That's a totally warranted decision by Microsoft. They bet big on japanese games during of xbox and early 360 era. It didn't pay off for them. The 360 was barely able to even dent the PS3.

I mean, Sony has timed exclusives too (like crash bandicoot). So it's not just Microsoft who doesn't this. Insomniac didntmake any Xbox 360 games, so I don't seen how they "lost them" coming into This gen.

Again, I already agreed on the marketing deal part, no need to reiterate it. This gen, Microsoft just doesn't to choose to get japanese exclusives. Simply a waste of money for them. They have the money to buy any Japanese game they want, but its just a waste of time.

all of these points are a long stretch just to fit a narrative.

They had Bungie during 360 and lost them, as first party. They had Insomniac and Sunset Overdrive as third party exclusive, and have basically lost them both. PS has exclusivity deals as well yes, they just don't go around complaining about the exclusive deals XB makes.

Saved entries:
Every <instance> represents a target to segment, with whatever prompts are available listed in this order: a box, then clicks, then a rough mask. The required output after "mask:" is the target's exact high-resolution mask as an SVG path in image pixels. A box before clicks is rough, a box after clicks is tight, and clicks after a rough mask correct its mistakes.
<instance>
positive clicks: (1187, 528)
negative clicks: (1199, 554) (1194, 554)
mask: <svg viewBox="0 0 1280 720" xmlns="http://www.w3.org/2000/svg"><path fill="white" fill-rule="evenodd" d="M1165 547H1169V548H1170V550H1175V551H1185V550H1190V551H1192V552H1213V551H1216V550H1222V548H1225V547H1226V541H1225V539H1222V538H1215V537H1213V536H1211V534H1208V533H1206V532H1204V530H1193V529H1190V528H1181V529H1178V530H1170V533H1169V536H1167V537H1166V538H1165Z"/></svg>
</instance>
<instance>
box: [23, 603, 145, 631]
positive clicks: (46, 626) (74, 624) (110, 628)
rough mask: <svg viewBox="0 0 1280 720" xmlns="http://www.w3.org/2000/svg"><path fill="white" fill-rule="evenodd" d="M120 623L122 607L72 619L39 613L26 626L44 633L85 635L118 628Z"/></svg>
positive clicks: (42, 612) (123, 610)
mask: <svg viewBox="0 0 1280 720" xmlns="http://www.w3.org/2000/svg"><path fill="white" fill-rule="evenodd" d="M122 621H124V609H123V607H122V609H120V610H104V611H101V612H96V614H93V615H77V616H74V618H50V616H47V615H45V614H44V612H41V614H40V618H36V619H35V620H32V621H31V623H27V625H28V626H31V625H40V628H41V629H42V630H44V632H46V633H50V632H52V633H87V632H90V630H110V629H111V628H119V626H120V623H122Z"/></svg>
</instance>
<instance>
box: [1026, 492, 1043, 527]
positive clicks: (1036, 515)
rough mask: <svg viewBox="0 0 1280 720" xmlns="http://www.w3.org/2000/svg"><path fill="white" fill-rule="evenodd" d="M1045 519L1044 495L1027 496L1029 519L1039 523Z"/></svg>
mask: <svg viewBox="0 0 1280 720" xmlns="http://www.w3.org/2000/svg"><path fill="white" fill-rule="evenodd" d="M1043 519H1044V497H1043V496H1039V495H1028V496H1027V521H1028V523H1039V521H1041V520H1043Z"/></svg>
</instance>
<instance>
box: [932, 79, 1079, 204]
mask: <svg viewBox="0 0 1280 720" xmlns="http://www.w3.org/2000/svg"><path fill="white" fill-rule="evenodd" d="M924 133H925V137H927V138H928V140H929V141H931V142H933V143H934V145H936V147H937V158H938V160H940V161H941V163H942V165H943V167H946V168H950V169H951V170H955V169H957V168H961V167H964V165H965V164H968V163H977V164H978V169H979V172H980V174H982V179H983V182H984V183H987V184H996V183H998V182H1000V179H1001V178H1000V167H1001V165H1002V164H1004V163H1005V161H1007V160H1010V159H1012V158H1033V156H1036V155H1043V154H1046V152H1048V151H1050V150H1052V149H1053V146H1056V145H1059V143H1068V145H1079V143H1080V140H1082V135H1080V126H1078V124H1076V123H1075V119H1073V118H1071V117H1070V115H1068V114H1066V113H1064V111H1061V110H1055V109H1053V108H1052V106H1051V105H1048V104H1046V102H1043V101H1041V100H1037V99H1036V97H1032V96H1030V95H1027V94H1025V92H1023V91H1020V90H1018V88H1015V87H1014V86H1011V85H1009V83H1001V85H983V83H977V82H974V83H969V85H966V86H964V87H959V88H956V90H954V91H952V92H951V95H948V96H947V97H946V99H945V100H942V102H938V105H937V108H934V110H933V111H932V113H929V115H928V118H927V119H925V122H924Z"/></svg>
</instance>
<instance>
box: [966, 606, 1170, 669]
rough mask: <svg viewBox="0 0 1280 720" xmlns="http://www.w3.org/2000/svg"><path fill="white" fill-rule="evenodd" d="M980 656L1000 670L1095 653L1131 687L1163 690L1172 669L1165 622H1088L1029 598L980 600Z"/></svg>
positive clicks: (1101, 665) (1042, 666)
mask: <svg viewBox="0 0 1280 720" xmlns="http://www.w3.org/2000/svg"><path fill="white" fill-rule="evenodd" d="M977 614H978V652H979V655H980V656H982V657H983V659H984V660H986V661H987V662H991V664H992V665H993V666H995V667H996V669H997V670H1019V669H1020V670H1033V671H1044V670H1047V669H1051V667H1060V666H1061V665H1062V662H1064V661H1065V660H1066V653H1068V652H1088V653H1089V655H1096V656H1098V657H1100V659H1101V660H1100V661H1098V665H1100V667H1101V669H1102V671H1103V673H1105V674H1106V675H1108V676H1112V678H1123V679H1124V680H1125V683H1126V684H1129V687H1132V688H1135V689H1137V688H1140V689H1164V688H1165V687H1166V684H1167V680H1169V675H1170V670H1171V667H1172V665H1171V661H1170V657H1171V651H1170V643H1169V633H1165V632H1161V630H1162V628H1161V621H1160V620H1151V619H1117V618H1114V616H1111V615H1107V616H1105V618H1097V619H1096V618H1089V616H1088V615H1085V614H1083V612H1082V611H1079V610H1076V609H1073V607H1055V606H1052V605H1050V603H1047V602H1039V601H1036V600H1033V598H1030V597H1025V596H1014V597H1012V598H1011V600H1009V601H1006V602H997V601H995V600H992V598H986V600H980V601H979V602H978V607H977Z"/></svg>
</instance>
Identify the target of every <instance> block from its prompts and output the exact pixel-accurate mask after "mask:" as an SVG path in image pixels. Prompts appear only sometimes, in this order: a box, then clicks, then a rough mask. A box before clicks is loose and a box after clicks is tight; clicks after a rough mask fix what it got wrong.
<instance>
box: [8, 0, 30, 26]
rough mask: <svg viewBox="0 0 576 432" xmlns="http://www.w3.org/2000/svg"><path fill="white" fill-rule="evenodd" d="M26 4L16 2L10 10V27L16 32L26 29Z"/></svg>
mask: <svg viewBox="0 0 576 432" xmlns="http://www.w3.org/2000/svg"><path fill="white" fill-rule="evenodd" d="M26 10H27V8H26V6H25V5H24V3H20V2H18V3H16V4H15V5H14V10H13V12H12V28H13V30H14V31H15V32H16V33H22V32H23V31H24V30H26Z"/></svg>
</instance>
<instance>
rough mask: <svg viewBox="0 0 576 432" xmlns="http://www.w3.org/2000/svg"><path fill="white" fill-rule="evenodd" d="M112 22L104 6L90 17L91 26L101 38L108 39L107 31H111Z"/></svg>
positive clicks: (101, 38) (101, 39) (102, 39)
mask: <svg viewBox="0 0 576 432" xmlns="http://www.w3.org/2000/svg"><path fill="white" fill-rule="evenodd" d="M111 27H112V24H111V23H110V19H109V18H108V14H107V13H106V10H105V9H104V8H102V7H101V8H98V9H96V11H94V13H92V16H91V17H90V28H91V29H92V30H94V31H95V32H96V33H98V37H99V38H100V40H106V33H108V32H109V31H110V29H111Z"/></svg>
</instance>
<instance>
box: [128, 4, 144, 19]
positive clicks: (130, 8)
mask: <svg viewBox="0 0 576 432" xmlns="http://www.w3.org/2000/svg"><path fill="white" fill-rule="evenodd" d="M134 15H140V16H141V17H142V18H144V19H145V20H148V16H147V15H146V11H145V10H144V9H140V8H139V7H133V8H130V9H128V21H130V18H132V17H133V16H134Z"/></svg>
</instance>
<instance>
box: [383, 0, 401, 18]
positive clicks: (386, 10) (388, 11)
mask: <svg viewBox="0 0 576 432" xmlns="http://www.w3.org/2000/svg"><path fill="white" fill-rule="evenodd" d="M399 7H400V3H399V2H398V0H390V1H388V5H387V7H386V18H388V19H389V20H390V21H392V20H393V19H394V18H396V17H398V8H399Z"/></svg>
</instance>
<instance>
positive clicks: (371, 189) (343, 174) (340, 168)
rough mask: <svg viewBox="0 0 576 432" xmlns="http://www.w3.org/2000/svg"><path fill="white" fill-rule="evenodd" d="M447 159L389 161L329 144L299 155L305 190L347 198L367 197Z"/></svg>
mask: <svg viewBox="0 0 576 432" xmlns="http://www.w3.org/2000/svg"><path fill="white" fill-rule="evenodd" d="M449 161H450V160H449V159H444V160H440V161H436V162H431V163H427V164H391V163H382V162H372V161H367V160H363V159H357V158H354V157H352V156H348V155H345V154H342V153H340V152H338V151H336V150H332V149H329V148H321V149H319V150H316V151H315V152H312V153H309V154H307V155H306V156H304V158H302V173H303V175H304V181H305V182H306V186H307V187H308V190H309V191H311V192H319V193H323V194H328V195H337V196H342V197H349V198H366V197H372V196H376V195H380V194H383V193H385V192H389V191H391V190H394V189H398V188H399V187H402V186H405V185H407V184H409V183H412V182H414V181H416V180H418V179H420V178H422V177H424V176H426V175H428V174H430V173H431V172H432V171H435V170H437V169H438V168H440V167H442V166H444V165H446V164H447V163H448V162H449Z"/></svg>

### REQUIRED ACTIONS
a) Extract the passage of the discussion about Xbox exclusives between "Again, I already" and "deals XB makes.", inclusive.
b) Decide whether each statement agrees with the discussion about Xbox exclusives, answering yes or no and quoting the words that settle it: (i) One post gives Crash Bandicoot as an example of a timed exclusive on Sony's side. (ii) One post claims Microsoft lacks the money to buy Japanese games. (iii) One post states that Microsoft had Bungie during the 360 era and lost them as first party.
c) Continue the discussion about Xbox exclusives, picking up after its final sentence.

### ANSWERS TO THE PROBLEMS
a)
Again, I already agreed on the marketing deal part, no need to reiterate it. This gen, Microsoft just doesn't to choose to get japanese exclusives. Simply a waste of money for them. They have the money to buy any Japanese game they want, but its just a waste of time.

all of these points are a long stretch just to fit a narrative.

They had Bungie during 360 and lost them, as first party. They had Insomniac and Sunset Overdrive as third party exclusive, and have basically lost them both. PS has exclusivity deals as well yes, they just don't go around complaining about the exclusive deals XB makes.

b)
(i) Yes: "Sony has timed exclusives too (like crash bandicoot)"
(ii) No: "They have the money to buy any Japanese game they want"
(iii) Yes: "They had Bungie during 360 and lost them, as first party"

c)
Just because XB decided to disregard most Japanese games this gen, that no longer counts anymore as a third party loss? By that logic, XB hasn't lost any games, customers, studios or anything, because their choices led to where they are I guess?

XB can choose to go any direction they like, but you can't say they haven't lost anything, if they've decided to leave something out they once had, that helped to make their previous platform great. It may not have made them a tonne of money directly on paper, but sometimes you literally have to lose in order to win overall.

MS also has the money to allow XB to basically buy the entire console gaming market outright if they want, directly, or indirectly. Yet they haven't, and why not, if console gaming is so darn important to them?

It doesn't really matter how much money MS has, they can't just buy marketshare.  They have proved this over and over again.  Usually getting into markets way too late, then throwing a bunch of money at their product, only to barely gain marketshare.  Sometimes they still stay in.  Others they just retreat.  It's why shareholders have been very vocal about them sticking to what they know and only expanding when it makes sense.